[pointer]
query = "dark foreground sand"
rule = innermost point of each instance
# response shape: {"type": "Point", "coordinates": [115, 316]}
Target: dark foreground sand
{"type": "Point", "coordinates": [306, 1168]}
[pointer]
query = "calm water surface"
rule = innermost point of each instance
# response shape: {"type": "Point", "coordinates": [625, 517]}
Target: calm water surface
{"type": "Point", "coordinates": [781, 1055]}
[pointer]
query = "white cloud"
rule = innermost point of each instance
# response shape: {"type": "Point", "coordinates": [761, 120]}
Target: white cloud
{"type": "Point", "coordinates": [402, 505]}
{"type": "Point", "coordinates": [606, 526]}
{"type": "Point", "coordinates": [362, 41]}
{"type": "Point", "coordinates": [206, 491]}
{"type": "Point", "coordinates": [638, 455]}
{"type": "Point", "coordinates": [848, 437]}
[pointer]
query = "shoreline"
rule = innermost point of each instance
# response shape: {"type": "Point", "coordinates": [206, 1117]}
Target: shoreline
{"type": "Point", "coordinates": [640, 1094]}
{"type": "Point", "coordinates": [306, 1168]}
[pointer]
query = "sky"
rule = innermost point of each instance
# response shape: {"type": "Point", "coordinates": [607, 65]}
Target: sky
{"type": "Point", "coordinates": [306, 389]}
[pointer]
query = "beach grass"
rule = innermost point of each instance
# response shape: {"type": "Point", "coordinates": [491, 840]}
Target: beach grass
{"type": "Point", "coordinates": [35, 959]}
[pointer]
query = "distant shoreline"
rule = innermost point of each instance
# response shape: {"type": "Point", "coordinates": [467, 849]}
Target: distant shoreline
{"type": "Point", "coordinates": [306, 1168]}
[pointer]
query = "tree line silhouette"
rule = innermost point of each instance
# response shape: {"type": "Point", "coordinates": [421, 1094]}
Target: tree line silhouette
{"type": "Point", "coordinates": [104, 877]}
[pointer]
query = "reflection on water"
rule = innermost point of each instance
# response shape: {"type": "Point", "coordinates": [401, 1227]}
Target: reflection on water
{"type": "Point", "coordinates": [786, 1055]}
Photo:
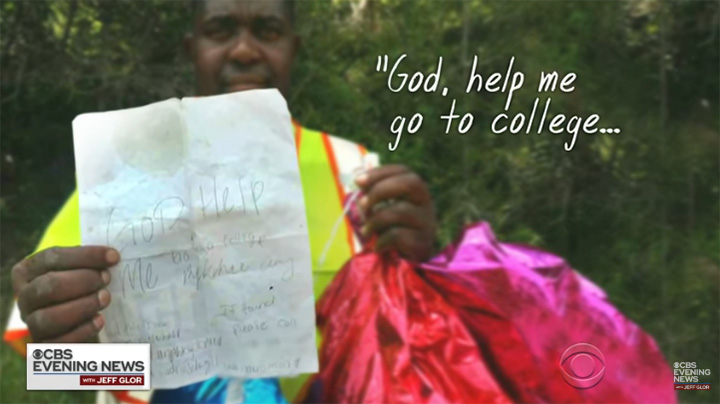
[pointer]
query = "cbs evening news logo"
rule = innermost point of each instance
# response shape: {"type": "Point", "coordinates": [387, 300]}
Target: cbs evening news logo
{"type": "Point", "coordinates": [687, 376]}
{"type": "Point", "coordinates": [88, 367]}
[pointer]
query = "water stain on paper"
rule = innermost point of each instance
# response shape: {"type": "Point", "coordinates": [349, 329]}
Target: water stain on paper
{"type": "Point", "coordinates": [159, 146]}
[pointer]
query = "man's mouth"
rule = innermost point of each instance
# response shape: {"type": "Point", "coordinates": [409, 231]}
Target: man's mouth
{"type": "Point", "coordinates": [245, 83]}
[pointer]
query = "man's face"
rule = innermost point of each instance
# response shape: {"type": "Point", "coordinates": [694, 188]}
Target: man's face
{"type": "Point", "coordinates": [240, 45]}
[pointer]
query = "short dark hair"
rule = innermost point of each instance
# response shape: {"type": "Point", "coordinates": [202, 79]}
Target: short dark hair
{"type": "Point", "coordinates": [289, 5]}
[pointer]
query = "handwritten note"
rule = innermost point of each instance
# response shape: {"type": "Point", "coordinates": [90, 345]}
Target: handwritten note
{"type": "Point", "coordinates": [203, 199]}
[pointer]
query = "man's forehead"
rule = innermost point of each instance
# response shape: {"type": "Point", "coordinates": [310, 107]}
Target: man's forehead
{"type": "Point", "coordinates": [244, 8]}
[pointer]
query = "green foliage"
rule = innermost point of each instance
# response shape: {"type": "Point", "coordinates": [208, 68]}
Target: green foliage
{"type": "Point", "coordinates": [637, 212]}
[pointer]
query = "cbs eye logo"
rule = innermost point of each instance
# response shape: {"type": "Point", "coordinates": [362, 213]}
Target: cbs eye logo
{"type": "Point", "coordinates": [582, 366]}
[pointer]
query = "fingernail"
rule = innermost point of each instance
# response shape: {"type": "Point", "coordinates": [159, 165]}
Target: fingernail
{"type": "Point", "coordinates": [106, 277]}
{"type": "Point", "coordinates": [112, 257]}
{"type": "Point", "coordinates": [99, 321]}
{"type": "Point", "coordinates": [104, 298]}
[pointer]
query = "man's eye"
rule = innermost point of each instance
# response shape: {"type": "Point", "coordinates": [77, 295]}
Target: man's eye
{"type": "Point", "coordinates": [217, 33]}
{"type": "Point", "coordinates": [268, 32]}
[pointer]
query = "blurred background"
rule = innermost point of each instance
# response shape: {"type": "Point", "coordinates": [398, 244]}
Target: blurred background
{"type": "Point", "coordinates": [636, 212]}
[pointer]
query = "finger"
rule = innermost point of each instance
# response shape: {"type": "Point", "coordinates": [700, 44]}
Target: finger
{"type": "Point", "coordinates": [82, 333]}
{"type": "Point", "coordinates": [63, 258]}
{"type": "Point", "coordinates": [59, 287]}
{"type": "Point", "coordinates": [408, 186]}
{"type": "Point", "coordinates": [402, 214]}
{"type": "Point", "coordinates": [368, 179]}
{"type": "Point", "coordinates": [54, 321]}
{"type": "Point", "coordinates": [409, 243]}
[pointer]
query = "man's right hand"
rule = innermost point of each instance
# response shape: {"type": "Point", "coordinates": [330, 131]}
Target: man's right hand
{"type": "Point", "coordinates": [60, 292]}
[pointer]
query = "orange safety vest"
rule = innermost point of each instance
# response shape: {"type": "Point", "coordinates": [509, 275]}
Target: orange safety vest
========
**WHAT IS NEEDED:**
Reproduce the data above in full, exactly as it is, with the pictures left out.

**OUTPUT:**
[pointer]
query = "dark foreground sand"
rule = innermost point of each instance
# response shape: {"type": "Point", "coordinates": [115, 316]}
Target: dark foreground sand
{"type": "Point", "coordinates": [306, 1168]}
[pointer]
query = "calm water surface"
rule = innermost point of each instance
# response shape: {"type": "Point", "coordinates": [625, 517]}
Target: calm water surface
{"type": "Point", "coordinates": [781, 1055]}
[pointer]
query = "white cloud"
rule = innermost point of each instance
# response shape: {"type": "Point", "coordinates": [761, 120]}
Target: white cloud
{"type": "Point", "coordinates": [402, 505]}
{"type": "Point", "coordinates": [606, 526]}
{"type": "Point", "coordinates": [362, 41]}
{"type": "Point", "coordinates": [206, 491]}
{"type": "Point", "coordinates": [638, 455]}
{"type": "Point", "coordinates": [848, 437]}
[pointer]
query = "shoreline"
rule = innermost point of each instance
# response shape: {"type": "Point", "coordinates": [206, 1117]}
Target: shoreline
{"type": "Point", "coordinates": [640, 1094]}
{"type": "Point", "coordinates": [306, 1168]}
[pointer]
query = "sky"
rule = innermost point of each instance
# response shape: {"type": "Point", "coordinates": [607, 65]}
Target: sky
{"type": "Point", "coordinates": [306, 389]}
[pointer]
query = "beach grass"
rule = innermost point of each instance
# response shape: {"type": "Point", "coordinates": [491, 840]}
Target: beach grass
{"type": "Point", "coordinates": [35, 959]}
[pointer]
query = "distant shoreline"
rule = innermost point of each instance
# response shape: {"type": "Point", "coordinates": [467, 849]}
Target: distant shoreline
{"type": "Point", "coordinates": [306, 1168]}
[pointer]
query = "tree line silhouette"
rule = innermost point of each instance
# response shape: {"type": "Point", "coordinates": [421, 1094]}
Target: tree line silhouette
{"type": "Point", "coordinates": [104, 877]}
[pointer]
query = "reflection on water"
rule = innermost point of each instance
# response shape: {"type": "Point", "coordinates": [401, 1227]}
Target: reflection on water
{"type": "Point", "coordinates": [786, 1055]}
Photo:
[pointer]
query = "cbs evening news logo"
rule = innermost point of each instance
# response shape: {"type": "Point", "coordinates": [387, 300]}
Target: cbs evening news logo
{"type": "Point", "coordinates": [687, 376]}
{"type": "Point", "coordinates": [88, 367]}
[pointer]
query = "water stain on paper"
rule = innermost point of each instance
# response shape: {"type": "Point", "coordinates": [349, 329]}
Target: water stain on paper
{"type": "Point", "coordinates": [159, 146]}
[pointer]
query = "man's mouth"
rule = innermost point of each instance
# response shape: {"type": "Point", "coordinates": [409, 231]}
Target: man's mouth
{"type": "Point", "coordinates": [245, 83]}
[pointer]
query = "man's face"
rule = innermost point of each instance
# response shape: {"type": "Point", "coordinates": [694, 188]}
Target: man's face
{"type": "Point", "coordinates": [240, 45]}
[pointer]
query = "short dark hair"
rule = innermost point of each instance
# response shape: {"type": "Point", "coordinates": [202, 79]}
Target: short dark hair
{"type": "Point", "coordinates": [289, 5]}
[pointer]
query = "handwritten note"
rule = innermost point of each instance
# response shape: {"type": "Point", "coordinates": [90, 345]}
Target: handwritten note
{"type": "Point", "coordinates": [203, 199]}
[pointer]
query = "man's forehead"
rule = innermost point of each instance
# response shape: {"type": "Point", "coordinates": [310, 107]}
Target: man's forehead
{"type": "Point", "coordinates": [244, 8]}
[pointer]
query = "green foliage"
rule = innermost point of each instance
# response shape: {"type": "Point", "coordinates": [208, 68]}
Target: green foliage
{"type": "Point", "coordinates": [637, 212]}
[pointer]
query = "cbs eye logo"
rule = innermost point of each instance
# response shape: {"type": "Point", "coordinates": [362, 213]}
Target: cbs eye logo
{"type": "Point", "coordinates": [582, 366]}
[pointer]
query = "fingernail"
rule = innermost point of each instance
# response shape: {"type": "Point", "coordinates": [159, 165]}
Target: fingernail
{"type": "Point", "coordinates": [106, 277]}
{"type": "Point", "coordinates": [112, 257]}
{"type": "Point", "coordinates": [99, 321]}
{"type": "Point", "coordinates": [104, 298]}
[pointer]
query = "man's eye"
rule = innermost point of each instance
# response shape: {"type": "Point", "coordinates": [77, 295]}
Target: man's eye
{"type": "Point", "coordinates": [217, 33]}
{"type": "Point", "coordinates": [268, 32]}
[pointer]
query = "blurred background"
rule = innermost point of each instance
# response shape: {"type": "Point", "coordinates": [398, 244]}
Target: blurred background
{"type": "Point", "coordinates": [636, 212]}
[pointer]
query = "finger"
rule = innermost point of each instance
# response shape: {"type": "Point", "coordinates": [700, 44]}
Target: finger
{"type": "Point", "coordinates": [82, 333]}
{"type": "Point", "coordinates": [63, 258]}
{"type": "Point", "coordinates": [59, 287]}
{"type": "Point", "coordinates": [408, 186]}
{"type": "Point", "coordinates": [402, 214]}
{"type": "Point", "coordinates": [368, 179]}
{"type": "Point", "coordinates": [54, 321]}
{"type": "Point", "coordinates": [409, 243]}
[pointer]
query = "man's right hand"
rule = innermost point of each instance
# response shape: {"type": "Point", "coordinates": [330, 131]}
Target: man's right hand
{"type": "Point", "coordinates": [60, 292]}
[pointer]
query = "orange safety vest"
rule = innermost point of each instance
# response shape: {"type": "Point", "coordinates": [509, 275]}
Target: orange safety vest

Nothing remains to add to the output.